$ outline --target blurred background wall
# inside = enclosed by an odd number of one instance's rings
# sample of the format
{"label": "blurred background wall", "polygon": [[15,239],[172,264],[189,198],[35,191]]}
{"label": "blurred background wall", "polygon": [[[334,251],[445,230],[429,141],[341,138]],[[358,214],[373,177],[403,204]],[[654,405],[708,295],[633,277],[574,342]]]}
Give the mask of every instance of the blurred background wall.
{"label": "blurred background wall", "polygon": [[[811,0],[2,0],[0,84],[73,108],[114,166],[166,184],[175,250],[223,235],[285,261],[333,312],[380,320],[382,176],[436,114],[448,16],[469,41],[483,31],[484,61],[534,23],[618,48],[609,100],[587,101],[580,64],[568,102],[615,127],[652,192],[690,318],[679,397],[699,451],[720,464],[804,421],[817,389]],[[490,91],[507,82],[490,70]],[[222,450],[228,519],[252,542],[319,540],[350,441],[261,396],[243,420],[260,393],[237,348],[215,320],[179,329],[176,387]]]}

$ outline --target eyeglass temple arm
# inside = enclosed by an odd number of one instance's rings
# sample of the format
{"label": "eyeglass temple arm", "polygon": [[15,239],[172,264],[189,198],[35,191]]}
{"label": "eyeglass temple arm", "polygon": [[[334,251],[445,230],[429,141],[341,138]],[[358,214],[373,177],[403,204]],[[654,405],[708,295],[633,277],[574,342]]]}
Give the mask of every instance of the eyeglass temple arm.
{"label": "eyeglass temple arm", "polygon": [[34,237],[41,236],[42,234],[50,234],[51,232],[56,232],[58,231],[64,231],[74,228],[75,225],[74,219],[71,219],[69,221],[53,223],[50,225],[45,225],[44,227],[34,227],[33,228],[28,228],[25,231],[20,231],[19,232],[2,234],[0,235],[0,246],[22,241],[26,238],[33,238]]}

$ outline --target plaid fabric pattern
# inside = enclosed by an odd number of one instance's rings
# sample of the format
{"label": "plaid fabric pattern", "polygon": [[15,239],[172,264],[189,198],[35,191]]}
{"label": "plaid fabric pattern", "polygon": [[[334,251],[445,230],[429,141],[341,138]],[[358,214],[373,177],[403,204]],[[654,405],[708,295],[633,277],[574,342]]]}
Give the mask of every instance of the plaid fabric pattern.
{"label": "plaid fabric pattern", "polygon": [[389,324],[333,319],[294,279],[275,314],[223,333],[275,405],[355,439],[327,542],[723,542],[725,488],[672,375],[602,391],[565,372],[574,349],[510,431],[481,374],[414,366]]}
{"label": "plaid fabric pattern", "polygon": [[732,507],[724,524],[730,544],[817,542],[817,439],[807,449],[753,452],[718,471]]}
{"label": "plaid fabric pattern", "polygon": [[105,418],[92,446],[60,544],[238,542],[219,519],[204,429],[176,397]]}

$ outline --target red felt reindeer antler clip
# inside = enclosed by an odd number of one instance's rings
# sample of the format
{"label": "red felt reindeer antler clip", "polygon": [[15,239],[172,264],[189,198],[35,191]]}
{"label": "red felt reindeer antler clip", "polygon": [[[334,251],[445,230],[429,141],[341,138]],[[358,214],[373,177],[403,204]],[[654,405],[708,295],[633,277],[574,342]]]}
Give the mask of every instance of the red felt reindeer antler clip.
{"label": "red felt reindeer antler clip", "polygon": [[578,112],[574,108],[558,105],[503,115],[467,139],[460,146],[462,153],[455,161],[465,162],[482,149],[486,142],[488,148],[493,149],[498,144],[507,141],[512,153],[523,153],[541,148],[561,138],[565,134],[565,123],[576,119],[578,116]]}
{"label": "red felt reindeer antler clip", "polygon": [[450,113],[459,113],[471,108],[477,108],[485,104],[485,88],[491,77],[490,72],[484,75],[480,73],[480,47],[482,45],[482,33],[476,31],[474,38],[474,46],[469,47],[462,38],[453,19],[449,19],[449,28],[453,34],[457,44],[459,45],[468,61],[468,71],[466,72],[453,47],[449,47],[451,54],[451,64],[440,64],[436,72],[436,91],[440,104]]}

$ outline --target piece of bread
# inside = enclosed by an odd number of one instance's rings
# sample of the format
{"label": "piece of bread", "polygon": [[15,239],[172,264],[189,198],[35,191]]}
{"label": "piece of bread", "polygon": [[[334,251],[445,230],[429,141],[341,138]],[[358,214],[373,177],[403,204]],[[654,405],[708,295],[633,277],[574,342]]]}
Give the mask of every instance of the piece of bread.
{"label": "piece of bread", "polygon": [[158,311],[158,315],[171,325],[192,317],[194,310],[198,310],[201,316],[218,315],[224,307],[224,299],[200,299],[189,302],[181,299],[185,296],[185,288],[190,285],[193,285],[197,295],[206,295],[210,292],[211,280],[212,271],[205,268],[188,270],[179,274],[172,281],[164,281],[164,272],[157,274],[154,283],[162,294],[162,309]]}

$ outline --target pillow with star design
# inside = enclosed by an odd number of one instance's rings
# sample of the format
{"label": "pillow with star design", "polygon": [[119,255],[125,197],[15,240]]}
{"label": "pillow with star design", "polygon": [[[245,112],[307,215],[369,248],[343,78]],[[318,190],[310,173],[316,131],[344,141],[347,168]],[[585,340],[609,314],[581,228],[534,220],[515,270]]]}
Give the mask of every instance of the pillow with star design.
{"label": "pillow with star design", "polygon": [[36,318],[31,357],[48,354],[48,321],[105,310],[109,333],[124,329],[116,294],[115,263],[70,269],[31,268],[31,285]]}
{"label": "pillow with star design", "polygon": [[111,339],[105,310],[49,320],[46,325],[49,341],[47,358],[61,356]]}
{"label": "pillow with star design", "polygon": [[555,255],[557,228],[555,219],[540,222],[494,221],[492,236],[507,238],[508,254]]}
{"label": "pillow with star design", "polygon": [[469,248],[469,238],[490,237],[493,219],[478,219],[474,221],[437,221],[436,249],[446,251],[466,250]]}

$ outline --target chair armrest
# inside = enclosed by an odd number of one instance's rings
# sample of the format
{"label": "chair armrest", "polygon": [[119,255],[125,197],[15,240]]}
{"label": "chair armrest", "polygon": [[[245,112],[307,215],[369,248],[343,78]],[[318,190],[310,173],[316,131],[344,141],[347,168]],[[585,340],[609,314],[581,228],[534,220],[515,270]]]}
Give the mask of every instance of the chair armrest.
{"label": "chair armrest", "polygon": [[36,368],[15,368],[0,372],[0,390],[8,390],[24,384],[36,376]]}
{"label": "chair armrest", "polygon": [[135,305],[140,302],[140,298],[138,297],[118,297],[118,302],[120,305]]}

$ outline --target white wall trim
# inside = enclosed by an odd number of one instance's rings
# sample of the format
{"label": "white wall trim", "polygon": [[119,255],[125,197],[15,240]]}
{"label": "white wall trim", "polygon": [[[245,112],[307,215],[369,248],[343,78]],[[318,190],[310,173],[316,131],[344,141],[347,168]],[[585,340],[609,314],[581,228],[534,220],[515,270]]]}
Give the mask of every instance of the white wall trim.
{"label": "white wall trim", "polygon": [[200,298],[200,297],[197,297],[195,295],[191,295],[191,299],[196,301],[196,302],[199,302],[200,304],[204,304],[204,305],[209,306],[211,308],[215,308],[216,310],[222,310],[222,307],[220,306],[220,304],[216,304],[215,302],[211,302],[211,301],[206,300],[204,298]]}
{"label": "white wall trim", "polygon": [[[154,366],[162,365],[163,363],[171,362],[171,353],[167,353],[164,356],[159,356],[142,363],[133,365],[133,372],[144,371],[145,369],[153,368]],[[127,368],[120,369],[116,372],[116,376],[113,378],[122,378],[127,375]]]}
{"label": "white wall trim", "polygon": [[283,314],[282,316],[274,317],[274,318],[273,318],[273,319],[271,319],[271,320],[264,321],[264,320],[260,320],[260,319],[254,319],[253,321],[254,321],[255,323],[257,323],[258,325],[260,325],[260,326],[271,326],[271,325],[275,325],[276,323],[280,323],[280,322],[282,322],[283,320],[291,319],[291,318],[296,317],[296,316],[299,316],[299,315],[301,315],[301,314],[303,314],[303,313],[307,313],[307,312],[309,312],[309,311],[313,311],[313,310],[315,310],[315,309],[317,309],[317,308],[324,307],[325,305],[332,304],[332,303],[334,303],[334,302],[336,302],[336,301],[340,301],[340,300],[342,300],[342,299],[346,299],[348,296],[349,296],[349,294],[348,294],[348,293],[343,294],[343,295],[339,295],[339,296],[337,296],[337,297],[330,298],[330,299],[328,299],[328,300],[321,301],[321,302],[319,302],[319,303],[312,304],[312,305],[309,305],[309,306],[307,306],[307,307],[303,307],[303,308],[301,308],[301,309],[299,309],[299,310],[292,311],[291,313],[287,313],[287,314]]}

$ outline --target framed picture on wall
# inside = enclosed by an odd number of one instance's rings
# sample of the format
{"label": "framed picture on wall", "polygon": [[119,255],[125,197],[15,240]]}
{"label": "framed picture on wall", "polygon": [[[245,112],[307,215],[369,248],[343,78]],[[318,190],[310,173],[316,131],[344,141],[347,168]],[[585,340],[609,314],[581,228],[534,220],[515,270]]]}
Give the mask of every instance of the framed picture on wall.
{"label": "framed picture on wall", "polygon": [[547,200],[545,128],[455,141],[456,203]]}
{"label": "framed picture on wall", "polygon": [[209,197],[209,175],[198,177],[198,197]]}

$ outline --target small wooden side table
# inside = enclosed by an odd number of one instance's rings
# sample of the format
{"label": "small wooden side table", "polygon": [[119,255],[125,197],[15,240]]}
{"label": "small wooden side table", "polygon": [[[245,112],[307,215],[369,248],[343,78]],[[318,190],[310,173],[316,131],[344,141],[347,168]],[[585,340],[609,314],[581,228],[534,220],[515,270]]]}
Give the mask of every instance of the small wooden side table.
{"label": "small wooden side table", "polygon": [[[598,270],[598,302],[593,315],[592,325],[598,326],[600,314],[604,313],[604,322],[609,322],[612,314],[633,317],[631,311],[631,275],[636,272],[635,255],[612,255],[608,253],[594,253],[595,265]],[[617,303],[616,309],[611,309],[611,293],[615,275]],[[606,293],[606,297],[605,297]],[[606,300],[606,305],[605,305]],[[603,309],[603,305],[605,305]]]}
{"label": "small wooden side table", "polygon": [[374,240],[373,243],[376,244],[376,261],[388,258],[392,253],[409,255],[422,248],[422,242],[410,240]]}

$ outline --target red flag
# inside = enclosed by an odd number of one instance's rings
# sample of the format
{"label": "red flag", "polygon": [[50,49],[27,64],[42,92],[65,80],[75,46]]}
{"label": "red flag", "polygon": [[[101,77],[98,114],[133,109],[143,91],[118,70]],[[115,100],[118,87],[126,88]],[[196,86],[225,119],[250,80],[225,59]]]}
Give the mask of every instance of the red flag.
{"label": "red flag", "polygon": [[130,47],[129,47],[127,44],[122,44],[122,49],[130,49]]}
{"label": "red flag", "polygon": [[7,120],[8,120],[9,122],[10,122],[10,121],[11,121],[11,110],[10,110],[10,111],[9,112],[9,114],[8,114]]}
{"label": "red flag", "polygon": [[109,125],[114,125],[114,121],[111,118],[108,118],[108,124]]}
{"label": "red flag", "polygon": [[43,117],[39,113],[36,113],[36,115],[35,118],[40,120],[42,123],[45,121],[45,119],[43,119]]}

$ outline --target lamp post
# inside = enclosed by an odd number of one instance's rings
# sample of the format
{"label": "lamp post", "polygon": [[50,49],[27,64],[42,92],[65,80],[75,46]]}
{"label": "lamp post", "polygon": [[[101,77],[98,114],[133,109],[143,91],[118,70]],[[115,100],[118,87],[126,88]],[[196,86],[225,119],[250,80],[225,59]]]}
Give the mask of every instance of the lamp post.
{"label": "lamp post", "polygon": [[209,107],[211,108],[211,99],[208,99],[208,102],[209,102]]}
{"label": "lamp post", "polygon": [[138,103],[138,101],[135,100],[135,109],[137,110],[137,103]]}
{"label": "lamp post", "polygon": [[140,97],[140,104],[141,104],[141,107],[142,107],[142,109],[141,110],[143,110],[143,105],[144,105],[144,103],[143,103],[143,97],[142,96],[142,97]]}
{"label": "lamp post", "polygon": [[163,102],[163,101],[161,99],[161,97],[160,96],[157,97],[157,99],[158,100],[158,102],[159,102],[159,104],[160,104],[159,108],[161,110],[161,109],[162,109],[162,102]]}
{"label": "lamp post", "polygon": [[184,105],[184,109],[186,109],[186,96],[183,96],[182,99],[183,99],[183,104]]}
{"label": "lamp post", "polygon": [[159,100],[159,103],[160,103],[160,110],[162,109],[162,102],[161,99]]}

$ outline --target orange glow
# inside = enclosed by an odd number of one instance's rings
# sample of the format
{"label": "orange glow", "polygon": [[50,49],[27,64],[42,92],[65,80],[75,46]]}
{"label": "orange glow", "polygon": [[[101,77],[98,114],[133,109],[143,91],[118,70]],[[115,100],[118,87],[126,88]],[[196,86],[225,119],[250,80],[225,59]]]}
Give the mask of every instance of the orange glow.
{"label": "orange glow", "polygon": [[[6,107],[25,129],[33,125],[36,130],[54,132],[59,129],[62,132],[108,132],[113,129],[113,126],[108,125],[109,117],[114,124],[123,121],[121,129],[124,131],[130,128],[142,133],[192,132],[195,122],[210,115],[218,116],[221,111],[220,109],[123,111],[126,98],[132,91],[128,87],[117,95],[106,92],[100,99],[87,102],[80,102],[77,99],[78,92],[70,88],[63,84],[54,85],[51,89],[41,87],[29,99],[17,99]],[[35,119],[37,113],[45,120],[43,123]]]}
────
§ **EXERCISE DIRECTIONS**: Transcribe the lines of the records from the line with "--target small wooden side table" up to and including the line with "Give the mask of every instance of the small", repeating them without any change.

§ **CORRECT OUTPUT**:
$ outline --target small wooden side table
# inside = enclosed by an odd number of one instance's rings
# sample of the format
{"label": "small wooden side table", "polygon": [[119,255],[125,197],[15,240]]}
{"label": "small wooden side table", "polygon": [[[245,112],[307,215],[369,248],[343,78]],[[318,190],[310,173],[316,131],[344,141],[347,168]],[[585,340],[609,314],[581,228],[534,220],[515,270]]]}
Give the mask of every instance of the small wooden side table.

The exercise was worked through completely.